### ACTIONS TO TAKE
a) From the proxy statement excerpt, reproduce the text between "The directors will" and "unavailable for election.", inclusive.
b) In the proxy statement excerpt, what year did David E. Chymiak and Kenneth A. Chymiak acquire TULSAT Corporation?

The directors will be elected for one-year terms expiring at the next annual
meeting.  Our bylaws provide that our board shall consist of not less than
one or more than nine directors, as determined from time to time by board
resolution.  Our board has established the number of directors at six.

     Vote Required.  The six nominees receiving the highest number of votes
will be elected.  Votes withheld for a nominee will not be counted.  You get
one vote for each of your shares of common stock for each of the directorships.

     Nominations.  At the annual meeting, we will nominate the persons named
in this proxy statement as directors. Although we do not know of any reason
why one of these nominees might not be able to serve, our board of directors
will propose a substitute nominee if any nominee is unavailable for election.

     Shareholders also can nominate persons to be directors.  If you want to
nominate a person, you must make the nomination in person at the annual meeting
and the nominee must have agreed to serve if elected.

     General Information About the Nominees.  All of the nominees are currently
directors of ADDvantage.  Each has agreed to be named in this proxy statement
and to serve as director if elected.  The ages listed for the nominees are
as of January 28, 2003.

David E. Chymiak         Director since 1999

     David E. Chymiak, 57, has been the Chairman of our board since 1999.  He is
also the President and a director of our wholly owned subsidiary, TULSAT
Corporation, which he and Kenneth A. Chymiak acquired in 1985.

Kenneth A. Chymiak       Director since 1999

     Kenneth A. Chymiak, 56, has been our President and Chief Executive officer
since 1999.  He is also the Executive Vice President and a director of TULSAT
Corporation which he acquired with David E. Chymiak in 1985.

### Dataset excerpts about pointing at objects
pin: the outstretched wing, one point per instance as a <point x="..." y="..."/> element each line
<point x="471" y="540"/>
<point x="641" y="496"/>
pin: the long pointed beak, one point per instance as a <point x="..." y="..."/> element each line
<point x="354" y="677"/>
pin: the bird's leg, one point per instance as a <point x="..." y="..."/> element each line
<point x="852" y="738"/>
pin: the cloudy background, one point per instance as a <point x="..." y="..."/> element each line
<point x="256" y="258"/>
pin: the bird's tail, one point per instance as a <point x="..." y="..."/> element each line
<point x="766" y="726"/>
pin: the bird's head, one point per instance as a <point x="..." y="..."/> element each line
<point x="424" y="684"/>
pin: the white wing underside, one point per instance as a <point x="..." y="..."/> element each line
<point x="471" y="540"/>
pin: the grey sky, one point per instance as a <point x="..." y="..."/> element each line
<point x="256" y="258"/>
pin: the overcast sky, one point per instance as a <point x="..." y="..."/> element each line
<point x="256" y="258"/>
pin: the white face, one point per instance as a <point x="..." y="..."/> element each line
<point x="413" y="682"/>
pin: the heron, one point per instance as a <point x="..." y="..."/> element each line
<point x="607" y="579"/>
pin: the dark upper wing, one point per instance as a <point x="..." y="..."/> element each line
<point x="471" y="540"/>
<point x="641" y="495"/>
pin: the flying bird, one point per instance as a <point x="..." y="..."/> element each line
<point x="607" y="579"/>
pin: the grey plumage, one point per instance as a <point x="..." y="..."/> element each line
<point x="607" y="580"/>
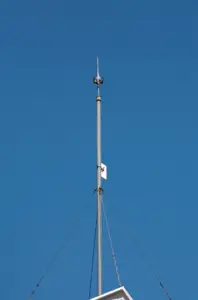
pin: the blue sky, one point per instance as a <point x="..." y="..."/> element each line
<point x="148" y="57"/>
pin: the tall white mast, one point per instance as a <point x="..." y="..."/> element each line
<point x="98" y="81"/>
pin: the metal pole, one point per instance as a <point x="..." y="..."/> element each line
<point x="98" y="81"/>
<point x="99" y="191"/>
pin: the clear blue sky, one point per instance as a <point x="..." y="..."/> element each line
<point x="148" y="54"/>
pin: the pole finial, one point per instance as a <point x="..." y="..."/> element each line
<point x="97" y="79"/>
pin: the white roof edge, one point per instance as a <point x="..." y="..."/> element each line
<point x="122" y="288"/>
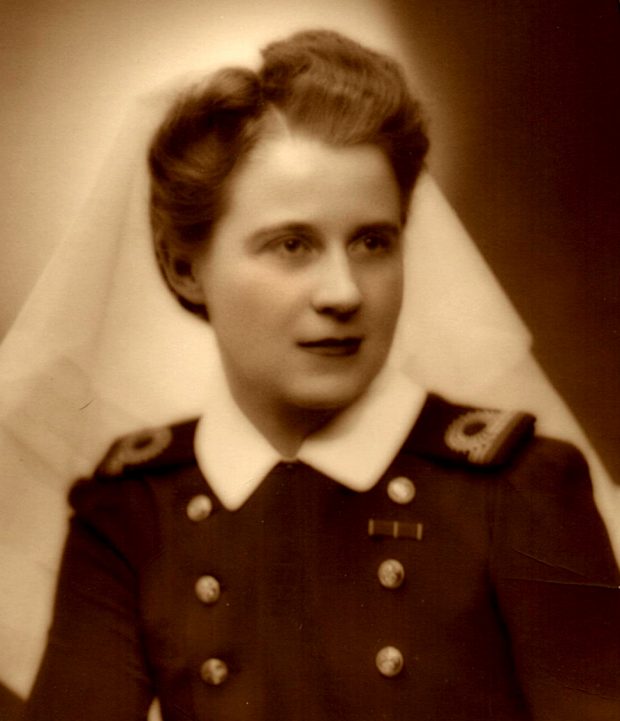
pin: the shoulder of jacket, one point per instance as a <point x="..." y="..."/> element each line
<point x="155" y="449"/>
<point x="468" y="436"/>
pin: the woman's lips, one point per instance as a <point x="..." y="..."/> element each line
<point x="333" y="346"/>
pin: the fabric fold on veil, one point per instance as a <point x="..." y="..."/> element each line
<point x="101" y="348"/>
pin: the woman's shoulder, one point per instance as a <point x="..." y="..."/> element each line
<point x="148" y="452"/>
<point x="497" y="444"/>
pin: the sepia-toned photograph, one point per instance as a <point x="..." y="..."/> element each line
<point x="310" y="360"/>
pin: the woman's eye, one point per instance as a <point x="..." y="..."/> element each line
<point x="292" y="247"/>
<point x="373" y="243"/>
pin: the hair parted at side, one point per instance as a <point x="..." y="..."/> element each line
<point x="321" y="83"/>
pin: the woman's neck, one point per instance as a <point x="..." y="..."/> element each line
<point x="285" y="427"/>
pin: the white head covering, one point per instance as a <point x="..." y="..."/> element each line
<point x="102" y="348"/>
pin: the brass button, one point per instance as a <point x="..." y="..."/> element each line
<point x="389" y="661"/>
<point x="207" y="589"/>
<point x="199" y="507"/>
<point x="391" y="573"/>
<point x="401" y="490"/>
<point x="214" y="671"/>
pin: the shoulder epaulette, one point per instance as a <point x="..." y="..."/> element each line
<point x="149" y="448"/>
<point x="469" y="436"/>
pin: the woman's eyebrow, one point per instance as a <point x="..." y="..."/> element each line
<point x="380" y="227"/>
<point x="281" y="229"/>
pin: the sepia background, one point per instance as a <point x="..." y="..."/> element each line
<point x="524" y="110"/>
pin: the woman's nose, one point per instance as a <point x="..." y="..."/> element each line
<point x="337" y="291"/>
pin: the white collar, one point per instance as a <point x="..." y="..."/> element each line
<point x="354" y="449"/>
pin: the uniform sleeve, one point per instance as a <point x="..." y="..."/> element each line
<point x="94" y="667"/>
<point x="557" y="585"/>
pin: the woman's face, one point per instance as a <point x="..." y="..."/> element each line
<point x="302" y="277"/>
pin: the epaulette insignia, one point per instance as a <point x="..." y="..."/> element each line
<point x="135" y="449"/>
<point x="482" y="434"/>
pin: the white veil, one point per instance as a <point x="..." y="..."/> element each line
<point x="101" y="348"/>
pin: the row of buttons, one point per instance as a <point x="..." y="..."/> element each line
<point x="391" y="573"/>
<point x="389" y="662"/>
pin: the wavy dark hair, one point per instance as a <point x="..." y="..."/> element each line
<point x="319" y="82"/>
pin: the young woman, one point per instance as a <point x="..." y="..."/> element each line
<point x="326" y="541"/>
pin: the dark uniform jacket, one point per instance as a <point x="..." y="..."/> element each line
<point x="499" y="599"/>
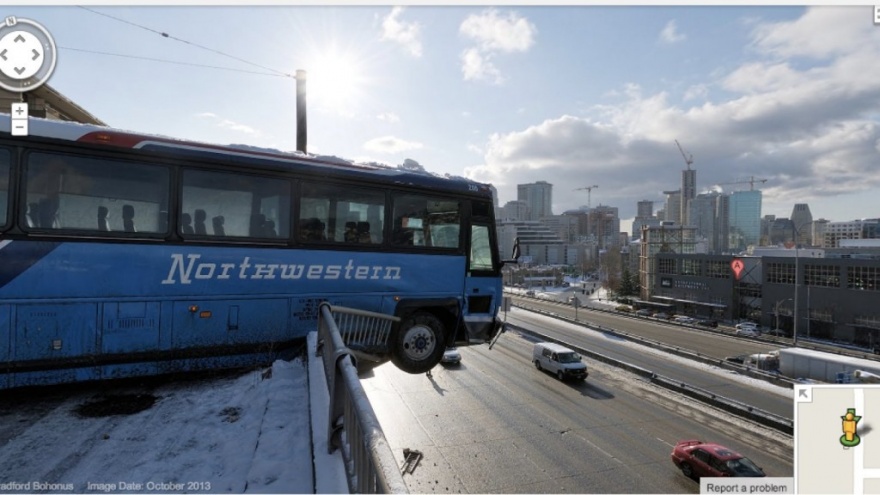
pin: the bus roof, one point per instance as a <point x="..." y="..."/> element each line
<point x="241" y="154"/>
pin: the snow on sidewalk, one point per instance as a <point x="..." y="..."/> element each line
<point x="235" y="434"/>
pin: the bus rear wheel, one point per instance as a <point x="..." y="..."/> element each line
<point x="419" y="343"/>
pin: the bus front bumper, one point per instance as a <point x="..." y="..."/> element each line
<point x="481" y="329"/>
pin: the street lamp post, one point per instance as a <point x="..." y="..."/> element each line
<point x="776" y="312"/>
<point x="796" y="277"/>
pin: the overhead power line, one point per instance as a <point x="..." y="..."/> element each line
<point x="166" y="35"/>
<point x="171" y="61"/>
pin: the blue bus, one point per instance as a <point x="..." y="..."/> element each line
<point x="129" y="255"/>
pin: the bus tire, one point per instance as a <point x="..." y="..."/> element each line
<point x="419" y="343"/>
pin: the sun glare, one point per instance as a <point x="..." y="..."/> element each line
<point x="334" y="80"/>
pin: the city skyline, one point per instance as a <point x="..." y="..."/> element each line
<point x="508" y="95"/>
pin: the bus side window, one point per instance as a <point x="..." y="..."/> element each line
<point x="103" y="224"/>
<point x="426" y="221"/>
<point x="200" y="217"/>
<point x="128" y="218"/>
<point x="240" y="205"/>
<point x="186" y="224"/>
<point x="353" y="215"/>
<point x="218" y="225"/>
<point x="67" y="191"/>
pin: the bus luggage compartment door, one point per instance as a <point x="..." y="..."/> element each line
<point x="211" y="323"/>
<point x="55" y="331"/>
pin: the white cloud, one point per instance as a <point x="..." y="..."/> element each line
<point x="496" y="32"/>
<point x="670" y="33"/>
<point x="478" y="66"/>
<point x="228" y="124"/>
<point x="407" y="34"/>
<point x="390" y="144"/>
<point x="388" y="117"/>
<point x="821" y="32"/>
<point x="696" y="92"/>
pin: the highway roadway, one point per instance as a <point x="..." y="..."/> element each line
<point x="763" y="395"/>
<point x="497" y="424"/>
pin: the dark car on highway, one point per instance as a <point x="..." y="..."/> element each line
<point x="696" y="458"/>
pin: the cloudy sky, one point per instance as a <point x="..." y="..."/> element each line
<point x="575" y="96"/>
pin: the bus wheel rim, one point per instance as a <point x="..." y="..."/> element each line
<point x="418" y="342"/>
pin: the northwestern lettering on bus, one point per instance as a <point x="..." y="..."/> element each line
<point x="124" y="254"/>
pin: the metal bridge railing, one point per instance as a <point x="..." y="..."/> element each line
<point x="353" y="425"/>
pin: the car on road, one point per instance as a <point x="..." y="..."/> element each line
<point x="451" y="356"/>
<point x="776" y="332"/>
<point x="697" y="459"/>
<point x="748" y="332"/>
<point x="559" y="360"/>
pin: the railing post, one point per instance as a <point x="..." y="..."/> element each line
<point x="353" y="427"/>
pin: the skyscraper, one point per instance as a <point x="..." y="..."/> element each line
<point x="673" y="206"/>
<point x="688" y="192"/>
<point x="708" y="213"/>
<point x="745" y="219"/>
<point x="645" y="209"/>
<point x="802" y="220"/>
<point x="538" y="196"/>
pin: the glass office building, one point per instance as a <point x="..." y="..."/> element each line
<point x="745" y="219"/>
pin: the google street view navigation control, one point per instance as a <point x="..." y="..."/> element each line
<point x="27" y="59"/>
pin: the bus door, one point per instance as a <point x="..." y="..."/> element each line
<point x="482" y="286"/>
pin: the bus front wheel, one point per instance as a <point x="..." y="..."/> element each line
<point x="419" y="343"/>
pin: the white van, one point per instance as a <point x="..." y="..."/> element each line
<point x="559" y="360"/>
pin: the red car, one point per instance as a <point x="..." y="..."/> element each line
<point x="696" y="459"/>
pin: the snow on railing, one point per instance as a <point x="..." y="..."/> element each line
<point x="353" y="426"/>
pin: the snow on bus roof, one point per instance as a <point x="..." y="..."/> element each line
<point x="75" y="131"/>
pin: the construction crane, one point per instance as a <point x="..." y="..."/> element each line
<point x="688" y="158"/>
<point x="589" y="191"/>
<point x="751" y="182"/>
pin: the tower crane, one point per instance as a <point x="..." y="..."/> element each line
<point x="589" y="190"/>
<point x="751" y="182"/>
<point x="688" y="158"/>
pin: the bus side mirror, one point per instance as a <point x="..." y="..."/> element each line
<point x="514" y="255"/>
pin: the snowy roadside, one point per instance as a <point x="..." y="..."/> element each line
<point x="246" y="433"/>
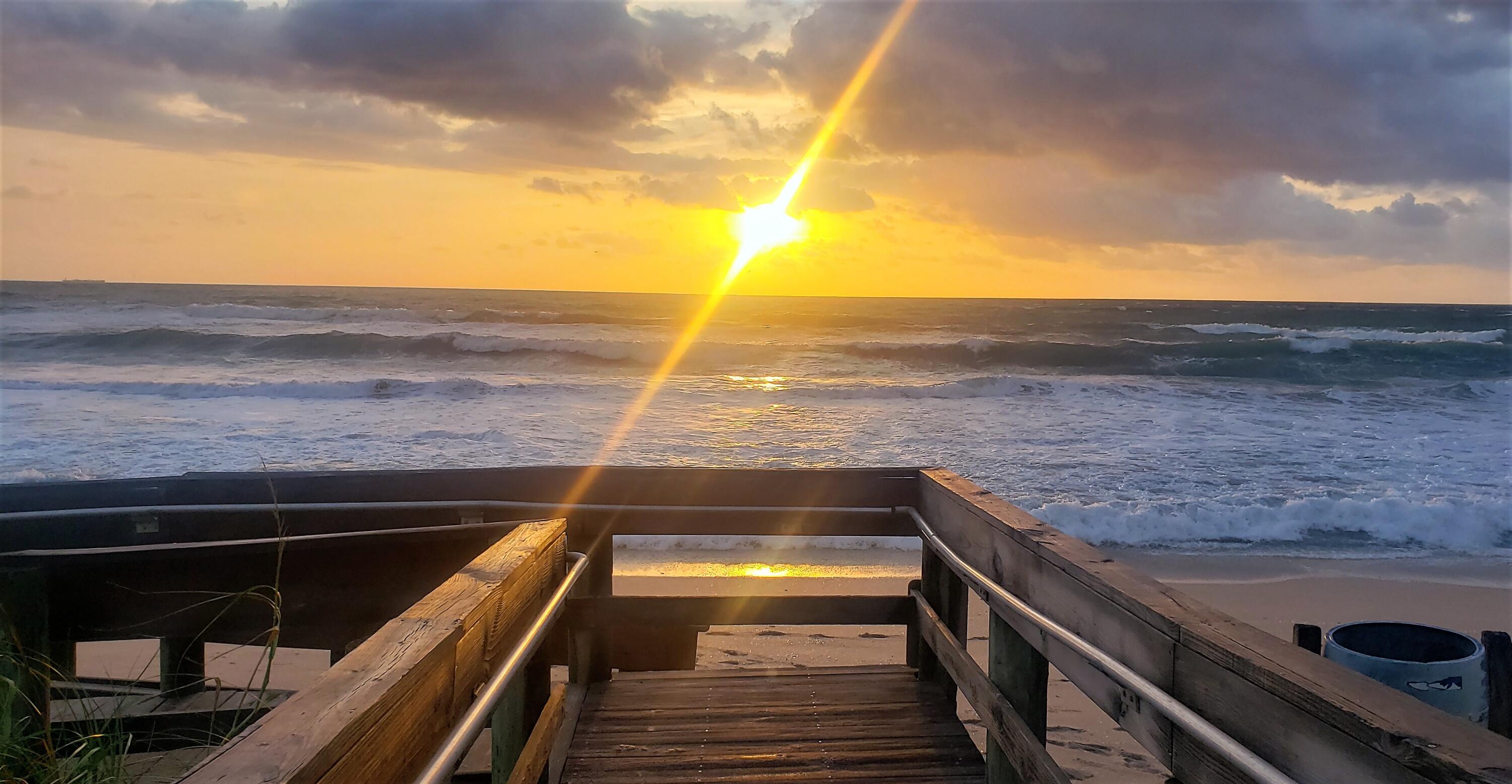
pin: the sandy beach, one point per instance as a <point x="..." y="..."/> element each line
<point x="1269" y="593"/>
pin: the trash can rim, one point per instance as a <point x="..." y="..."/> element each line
<point x="1478" y="650"/>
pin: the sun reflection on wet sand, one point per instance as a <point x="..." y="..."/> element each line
<point x="763" y="570"/>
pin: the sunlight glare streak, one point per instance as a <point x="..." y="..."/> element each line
<point x="763" y="229"/>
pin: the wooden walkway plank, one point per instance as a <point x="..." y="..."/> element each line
<point x="844" y="724"/>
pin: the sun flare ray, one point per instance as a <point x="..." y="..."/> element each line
<point x="760" y="229"/>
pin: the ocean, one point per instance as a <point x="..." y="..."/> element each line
<point x="1216" y="426"/>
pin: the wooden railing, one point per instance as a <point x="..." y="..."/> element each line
<point x="380" y="712"/>
<point x="1302" y="713"/>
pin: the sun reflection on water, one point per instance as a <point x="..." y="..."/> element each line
<point x="760" y="383"/>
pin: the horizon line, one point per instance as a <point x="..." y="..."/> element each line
<point x="87" y="282"/>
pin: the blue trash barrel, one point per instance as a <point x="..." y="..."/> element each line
<point x="1440" y="667"/>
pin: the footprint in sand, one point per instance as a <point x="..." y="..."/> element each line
<point x="1091" y="748"/>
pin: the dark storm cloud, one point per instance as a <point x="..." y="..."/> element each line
<point x="1364" y="93"/>
<point x="575" y="66"/>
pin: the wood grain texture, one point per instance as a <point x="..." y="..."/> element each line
<point x="380" y="712"/>
<point x="1017" y="741"/>
<point x="770" y="726"/>
<point x="539" y="747"/>
<point x="1153" y="627"/>
<point x="1023" y="674"/>
<point x="1499" y="682"/>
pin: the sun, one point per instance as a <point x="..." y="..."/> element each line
<point x="766" y="227"/>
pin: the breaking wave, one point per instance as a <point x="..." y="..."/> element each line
<point x="1348" y="333"/>
<point x="1449" y="525"/>
<point x="306" y="390"/>
<point x="1311" y="359"/>
<point x="283" y="313"/>
<point x="1454" y="525"/>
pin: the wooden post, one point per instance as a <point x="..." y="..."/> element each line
<point x="912" y="642"/>
<point x="947" y="596"/>
<point x="1499" y="682"/>
<point x="66" y="659"/>
<point x="510" y="730"/>
<point x="1023" y="676"/>
<point x="537" y="692"/>
<point x="180" y="665"/>
<point x="589" y="648"/>
<point x="23" y="655"/>
<point x="1307" y="636"/>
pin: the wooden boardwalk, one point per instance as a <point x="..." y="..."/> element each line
<point x="859" y="724"/>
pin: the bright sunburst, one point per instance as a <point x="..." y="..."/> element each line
<point x="766" y="227"/>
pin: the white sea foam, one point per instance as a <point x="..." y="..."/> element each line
<point x="279" y="313"/>
<point x="1348" y="333"/>
<point x="333" y="390"/>
<point x="1455" y="525"/>
<point x="1319" y="345"/>
<point x="973" y="387"/>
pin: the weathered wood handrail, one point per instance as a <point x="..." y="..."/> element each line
<point x="1305" y="715"/>
<point x="1168" y="706"/>
<point x="740" y="611"/>
<point x="490" y="695"/>
<point x="1026" y="753"/>
<point x="379" y="713"/>
<point x="1302" y="713"/>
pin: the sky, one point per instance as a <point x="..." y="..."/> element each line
<point x="1145" y="150"/>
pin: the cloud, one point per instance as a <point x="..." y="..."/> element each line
<point x="818" y="192"/>
<point x="1364" y="93"/>
<point x="749" y="134"/>
<point x="551" y="185"/>
<point x="1407" y="211"/>
<point x="687" y="191"/>
<point x="586" y="67"/>
<point x="1076" y="203"/>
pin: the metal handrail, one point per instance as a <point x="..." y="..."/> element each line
<point x="1200" y="729"/>
<point x="333" y="506"/>
<point x="471" y="726"/>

### THE ANSWERS
a)
The directors will be elected for one-year terms expiring at the next annual
meeting.  Our bylaws provide that our board shall consist of not less than
one or more than nine directors, as determined from time to time by board
resolution.  Our board has established the number of directors at six.

     Vote Required.  The six nominees receiving the highest number of votes
will be elected.  Votes withheld for a nominee will not be counted.  You get
one vote for each of your shares of common stock for each of the directorships.

     Nominations.  At the annual meeting, we will nominate the persons named
in this proxy statement as directors. Although we do not know of any reason
why one of these nominees might not be able to serve, our board of directors
will propose a substitute nominee if any nominee is unavailable for election.

b) 1985